▶ PROBLEM SET
1 - Please print the part of the sermon starting at "Just as we offer" and ending at "the small conveniences.", word for word.
2 - Select each line of the listing that contains the word "cloud" and copy those lines unchanged.

▶ SOURCE DOCUMENT
We are the things which we ought to render unto God.
As we say every Sunday, we offer ‘our selves, our souls and bodies, to be a reasonable, holy, and living sacrifice’, but how much of our selves do we actually offer back to God? How much of ourselves do we hold back? We must render unto God the things that are God’s. Everything that we are, including our shame, fears, and anxieties are to be offered up to God, as well. Because only by offering our imperfections can we be transformed. For everything in the world stands condemned to inevitable death and destruction. Governments will fall, all our monuments will crumble, and even our sun will eventually grow cold and die. The only life, true life, is in Christ. That is what is meant by living sacrifice because only in Christ are we truly alive.
Jesus offered up himself in sacrifice on the cross before a world whose only power is death and by that, transformed death itself, so that we could partake in new life.
Just as we offer up the bread and wine in the Eucharist to be transformed, so too does our sacrifice transform us.
In a few short weeks we enter into Advent. For us, it is a new year in which we start by celebrating the transformation of the world by Jesus’s entering into it. So too, we celebrate His entry into our lives. As we prepare to celebrate, we take this opportunity to join together and help one another as we reorient our lives, letting go the things of this world that bind us to it. We fast to loosen the grip of our own vanity which compromises our relationship with God. We sacrifice the small conveniences.
We say no to the things of this world so we can say yes to Christ.

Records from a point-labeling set
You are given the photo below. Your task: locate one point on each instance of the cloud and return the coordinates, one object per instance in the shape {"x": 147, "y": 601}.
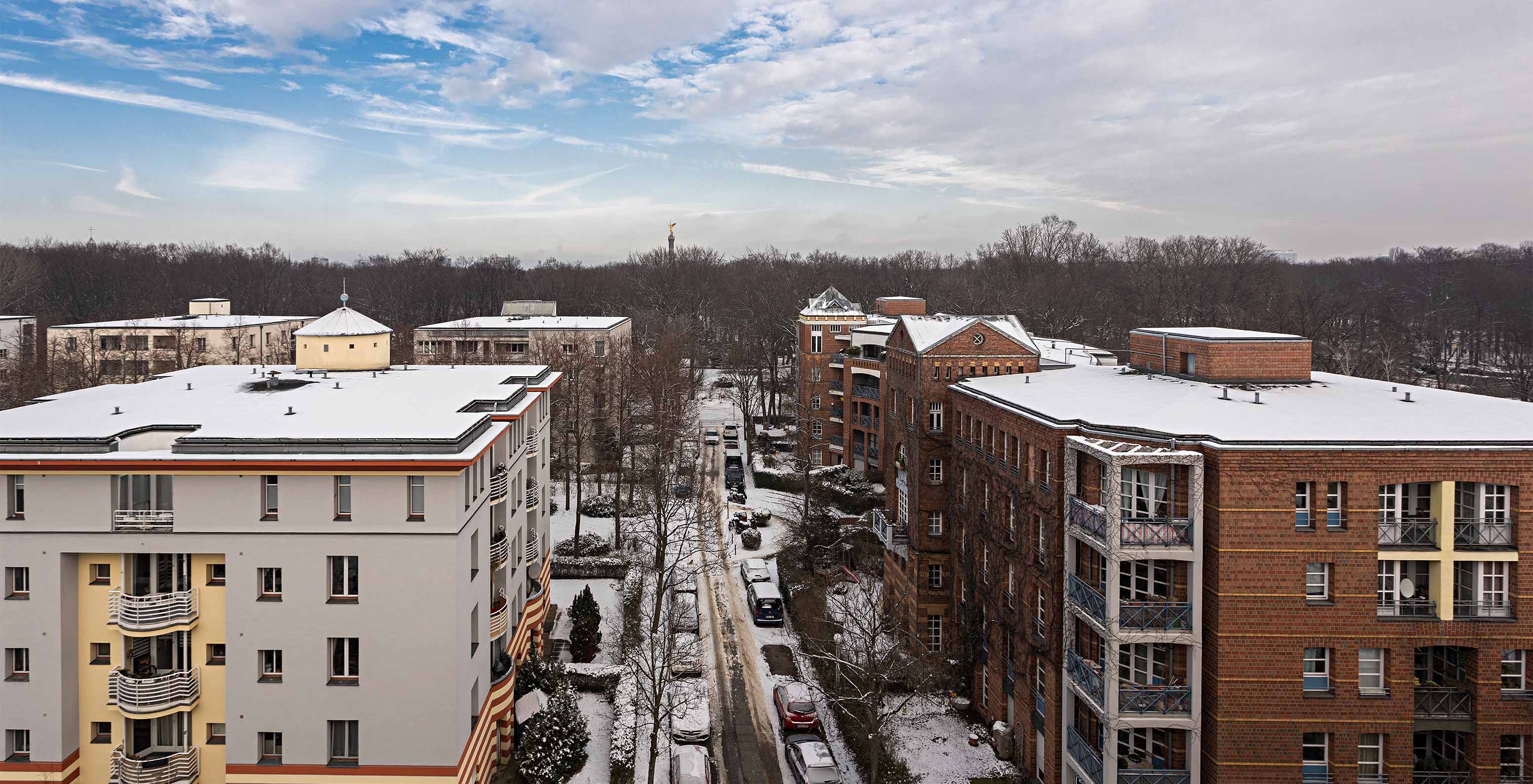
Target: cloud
{"x": 194, "y": 81}
{"x": 157, "y": 102}
{"x": 129, "y": 186}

▶ RESPONSES TO THE TASKS
1 -
Just as we offer up the bread and wine in the Eucharist to be transformed, so too does our sacrifice transform us.
In a few short weeks we enter into Advent. For us, it is a new year in which we start by celebrating the transformation of the world by Jesus’s entering into it. So too, we celebrate His entry into our lives. As we prepare to celebrate, we take this opportunity to join together and help one another as we reorient our lives, letting go the things of this world that bind us to it. We fast to loosen the grip of our own vanity which compromises our relationship with God. We sacrifice the small conveniences.

2 -
You are given the photo below. Your task: locate one point on each instance of the cloud and return the coordinates, one object per instance in the shape {"x": 147, "y": 601}.
Target: cloud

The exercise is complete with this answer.